Ms. Szakos asked for a comparison of the tax rate compared to other areas. Mr. Jones said
staff will get this information for Council.
On motion by Mr. Huja, the public hearing on the Tax Rate for FY2014 was opened.
Having no speakers, the hearing was closed.
On motion by Mr. Huja, the public hearing on the City Manager's Proposed Budget was
Mr. Louis Desobry, 608 9th Street, said he believed his program, Open Source Recycling,
could have scored higher and should be funded.
Mr. Kraig Chapman, 401 4th Street NW, said he was given a computer by Open Source
Recycling, and as a low income veteran, he would not have been able to afford this amenity. He
described other ways he has benefited from the group.
Mr. Scott Brown, 1407 Lester Dr., speaking on behalf of the First Tee program, said
Council should support the contract made with the First Tee to operate through 2019. Council
should reduce funding for sidewalks to support this program.
Ms. Leann Probst, 2202 Greenbrier Dr., said she supports the First Tee of Charlottesville.
This is a fun way for kids to learn core values and life skills. She shared her son's positive
experience with the program.
Mr. Rauzelle Smith, 133 Weston Trail, Ruckersville, said he requested eliminating the
disparity between local prosecutors and public defenders. The public defender’s office has been
unable to retain their employees because of low income.
Mr. Wayne Hall, County resident, said there are a number of people here from First Tee to
tell their stories. This is a small part of the over City budget and will affect over 470 children.
Mr. Dick Gibson, 674 Hillsdale Dr., Chairman of JABA, thanked Council for their past
support. He requested that they increase the support for Mountainside Senior Living Facility in
Crozet, which provides low cost assisted living for citizens in the area.
Ms. Marta Kane, resident of Albemarle County and Chief Operating Officer for JABA,
read quotes supporting care for elders in the community. She reviewed the work of JABA and
asked Council to increase funding for the Senior Living facility. She asked Council to fund a
$15,000 match for their healthcare programs.
Mr. Thadd Probst, 2202 Greenbrier Dr., spoke on behalf of the First Tee of Charlottesville,
where he has been a member for six years. He said the program has changed many lives both on
and off the course.
Ms. Susie Hoffman, 1203 Augusta St., said Council should reinstate funding for the First
Tee program, which has been beneficial for her son. She explained how the program teaches
children core values. She asked Council to provide funding at least through the end of the
Mr. Ian Buchanan, County resident, said he has been a First Tee participant for five years,
since he was nine years old. He asked Council to continue funding the program, which provided
him with access to a sport he would not have otherwise had. He said the program teaches life
skills to children.
Mr. Tom Eckman, 1990 Bentivar Rd., retired resident, said he became involved with
International Rescue and the First Tee program. Some of the Somalian refugees he mentored
have successfully graduated from the First Tee program, and it has made a difference to them.
Mr. Ron Buchanan, 2734 Fernlead Rd., Albemarle County, said his son Ian has been a First
Tee participant for the past five years. This program is about much more than golf. Using golf to
teach life skills is a powerful tool with measurable results.
Ms. Katherine Davis, 205 Brookwood Dr., said she is here as a representative of the
Paramount Arts program, which has been recommended for a 25% decrease from the previous
year. She said 100% of the funding requested from the City supports City students.

## DIRECTION A
Do the following statements agree with the hearing minutes? For each, answer yes or no and quote the words that decide it. (i) Ms. Leann Probst gave her address as 2202 Greenbrier Dr. (ii) Several speakers addressed the public hearing on the Tax Rate for FY2014. (iii) The Paramount Arts program was recommended for a 50% decrease from the previous year.
## DIRECTION B
Name every speaker in the hearing minutes who is described as a resident of the County or of Albemarle County.
## DIRECTION C
What reason does Mr. Rauzelle Smith give in the hearing minutes for asking that the disparity between local prosecutors and public defenders be eliminated?

## RECORDED INFORMATION
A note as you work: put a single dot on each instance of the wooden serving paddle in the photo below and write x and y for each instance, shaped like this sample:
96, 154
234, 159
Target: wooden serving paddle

## WORKED ANSWER A
(i) Yes: "Ms. Leann Probst, 2202 Greenbrier Dr., said she supports the First Tee of Charlottesville."
(ii) No: "Having no speakers, the hearing was closed."
(iii) No: "which has been recommended for a 25% decrease from the previous year"

## WORKED ANSWER B
Mr. Wayne Hall, Ms. Marta Kane, Mr. Ian Buchanan, and Mr. Ron Buchanan.

## WORKED ANSWER C
He says the public defender's office has been unable to retain its employees because of low income.